===== Selection
= Reactions to the occupation of the Malheur National Wildlife Refuge =

From January 2 to February 11, 2016, the headquarters of the Malheur National Wildlife Refuge (MNWR) in eastern Oregon were seized and occupied by an armed group, later called Citizens for Constitutional Freedom, affiliated with private U.S. militias and the sovereign citizen movement following an earlier peaceful march in protest of the prison sentences for ranchers Dwight Hammond and his son, Steven Hammond, who were convicted of arson on federal land, sentenced to five years' imprisonment, and sought clemency from the U.S. president. The occupation received widespread coverage from media outlets.

During the course of the occupation, statements were issued by anti-government activists and sympathetic residents, who criticized the militants' tactics. Other statements of condemnation were issued by legal scholars; federal, state, local, and tribal governments; and other organizations. In the first days, the takeover sparked a debate in the United States on the meaning of the word "terrorist" and on how the news media and law enforcement treat situations involving people of different ethnicities or religions.

==Response of authorities==
On January 2, the Harney County Sheriff's Office reported the Oregon State Police (OSP) was "handling the incident." At the same time, a spokesperson for the Federal Bureau of Investigation (FBI) said the agency was "aware" of the situation. Later that same day, The Guardian observed that there was no visible law enforcement presence in the area. Authorities had not approached the refuge or blocked access to it.

On January 3, Harney County Sheriff David Ward issued a statement asking residents to avoid the scene and saying that the militants aimed to overthrow the government. The following day, Ward said at a press conference:

I want to directly address the people at the wildlife refuge: You said you were here to help the citizens of Harney County. That help ended when a peaceful protest became an armed and unlawful protest. The Hammonds have turned themselves in. It is time for you to leave our community. Go home, be with your own families and end this peacefully.

On the evening of January 3, Oregon State Police officials announced that a multi-agency command post would be established the following day to coordinate a response to the situation. The command post was ultimately set up at Lincoln Junior High School in Burns, Oregon, which had been closed as part of a district-wide school shutdown. U.S. Senator Ron Wyden of Oregon said that he had been briefed by the special agent in charge of the Portland, Oregon, FBI field office and added that federal, state, and local law enforcement agencies were monitoring the situation.

Also that same day, the FBI assumed the lead role in the investigation and announced that it was working with local and state authorities to seek "a peaceful resolution to the situation." The statement also read: "Due to safety considerations for both those inside the refuge as well as the law enforcement officers involved, we will not be releasing any specifics with regards to the law enforcement response." Ward later announced that the Harney County Court officially appealed for police reinforcements from the sheriffs of neighboring counties. Media outlets reported that the entrance gates to Burns Municipal Airport had been blocked by the Oregon State Police using patrol cars and armored vehicles. Despite the increased presence in and around Burns, by the end of the day on January 4, media noted that no overt police presence was visible in the 30 mi between the town and refuge headquarters.
==========
**Goal a**
Gather every line of the records that contains the string "knob".
The text on the Malheur occupation has nothing to do with the records.
===== Record list
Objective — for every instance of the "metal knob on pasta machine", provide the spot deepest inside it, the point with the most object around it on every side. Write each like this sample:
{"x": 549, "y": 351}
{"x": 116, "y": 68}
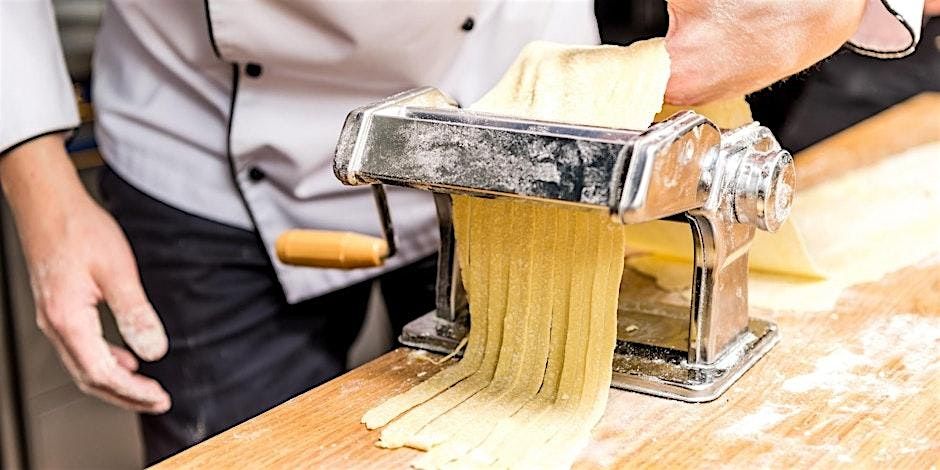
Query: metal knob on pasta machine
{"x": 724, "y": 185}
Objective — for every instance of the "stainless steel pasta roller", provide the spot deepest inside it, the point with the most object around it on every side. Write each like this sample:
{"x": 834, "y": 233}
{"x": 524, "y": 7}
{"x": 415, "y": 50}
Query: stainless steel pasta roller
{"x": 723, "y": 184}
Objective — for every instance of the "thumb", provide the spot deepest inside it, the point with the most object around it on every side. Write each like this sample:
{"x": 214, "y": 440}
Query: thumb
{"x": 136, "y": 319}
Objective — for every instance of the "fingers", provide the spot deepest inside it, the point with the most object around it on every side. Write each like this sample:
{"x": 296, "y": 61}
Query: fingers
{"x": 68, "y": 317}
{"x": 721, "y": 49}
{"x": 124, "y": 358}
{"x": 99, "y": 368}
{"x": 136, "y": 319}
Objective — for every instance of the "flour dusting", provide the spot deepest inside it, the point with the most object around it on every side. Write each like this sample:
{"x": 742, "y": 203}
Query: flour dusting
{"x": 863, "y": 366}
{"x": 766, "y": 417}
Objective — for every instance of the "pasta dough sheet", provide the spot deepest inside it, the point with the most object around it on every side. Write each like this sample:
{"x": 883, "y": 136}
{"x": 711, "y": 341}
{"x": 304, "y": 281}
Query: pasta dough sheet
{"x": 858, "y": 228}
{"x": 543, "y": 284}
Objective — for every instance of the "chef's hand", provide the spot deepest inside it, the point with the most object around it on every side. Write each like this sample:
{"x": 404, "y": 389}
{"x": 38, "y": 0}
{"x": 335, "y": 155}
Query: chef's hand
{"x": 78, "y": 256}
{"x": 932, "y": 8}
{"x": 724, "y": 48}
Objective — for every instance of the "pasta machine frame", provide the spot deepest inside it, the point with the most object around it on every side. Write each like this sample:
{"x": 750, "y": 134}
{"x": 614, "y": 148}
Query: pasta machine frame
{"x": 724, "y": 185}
==========
===== Record list
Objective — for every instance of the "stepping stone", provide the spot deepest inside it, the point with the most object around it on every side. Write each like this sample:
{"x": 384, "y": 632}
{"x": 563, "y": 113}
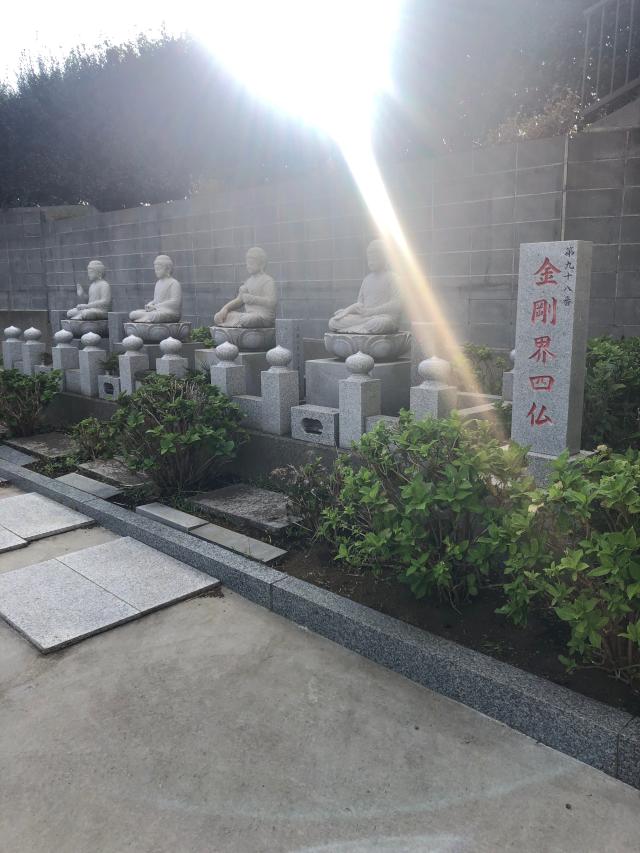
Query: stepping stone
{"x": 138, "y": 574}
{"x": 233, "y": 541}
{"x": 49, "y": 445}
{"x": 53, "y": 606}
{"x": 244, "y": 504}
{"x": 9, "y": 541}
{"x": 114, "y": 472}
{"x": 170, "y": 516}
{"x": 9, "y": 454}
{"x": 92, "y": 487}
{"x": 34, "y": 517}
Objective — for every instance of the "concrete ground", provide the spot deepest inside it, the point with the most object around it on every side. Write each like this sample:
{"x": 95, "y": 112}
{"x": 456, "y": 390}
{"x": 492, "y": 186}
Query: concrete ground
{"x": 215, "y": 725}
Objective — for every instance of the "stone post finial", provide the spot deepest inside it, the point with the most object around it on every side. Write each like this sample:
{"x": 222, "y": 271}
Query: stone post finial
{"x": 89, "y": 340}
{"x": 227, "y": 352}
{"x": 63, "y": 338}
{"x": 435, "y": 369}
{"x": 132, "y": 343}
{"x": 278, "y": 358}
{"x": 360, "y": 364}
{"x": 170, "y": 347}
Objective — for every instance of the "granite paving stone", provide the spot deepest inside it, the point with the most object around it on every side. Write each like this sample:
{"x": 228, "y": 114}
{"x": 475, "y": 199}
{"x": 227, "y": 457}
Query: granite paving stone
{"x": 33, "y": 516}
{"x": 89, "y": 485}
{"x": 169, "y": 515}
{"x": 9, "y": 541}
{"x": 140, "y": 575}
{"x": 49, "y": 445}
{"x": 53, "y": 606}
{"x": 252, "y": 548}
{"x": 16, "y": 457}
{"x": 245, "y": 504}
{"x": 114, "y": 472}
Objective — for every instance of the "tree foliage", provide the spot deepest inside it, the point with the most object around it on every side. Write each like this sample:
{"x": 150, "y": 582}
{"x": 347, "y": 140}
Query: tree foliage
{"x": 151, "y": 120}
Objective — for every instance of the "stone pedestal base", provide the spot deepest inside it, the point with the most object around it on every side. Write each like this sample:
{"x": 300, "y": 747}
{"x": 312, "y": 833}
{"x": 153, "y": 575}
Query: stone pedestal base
==========
**Goal b**
Answer these questions from the text on the Malheur occupation:
(i) Between which dates was the refuge headquarters occupied?
(ii) Where was the multi-agency command post set up?
(iii) Which entrance gates did the Oregon State Police block with patrol cars and armored vehicles?

**Solution a**
Objective — for every instance of the "metal knob on pasta machine", provide the spot deepest inside it, the point with the most object around it on every side. Write each like this sample:
Query: metal knob on pasta machine

**Solution b**
(i) From January 2 to February 11, 2016.
(ii) At Lincoln Junior High School in Burns, Oregon.
(iii) The entrance gates to Burns Municipal Airport.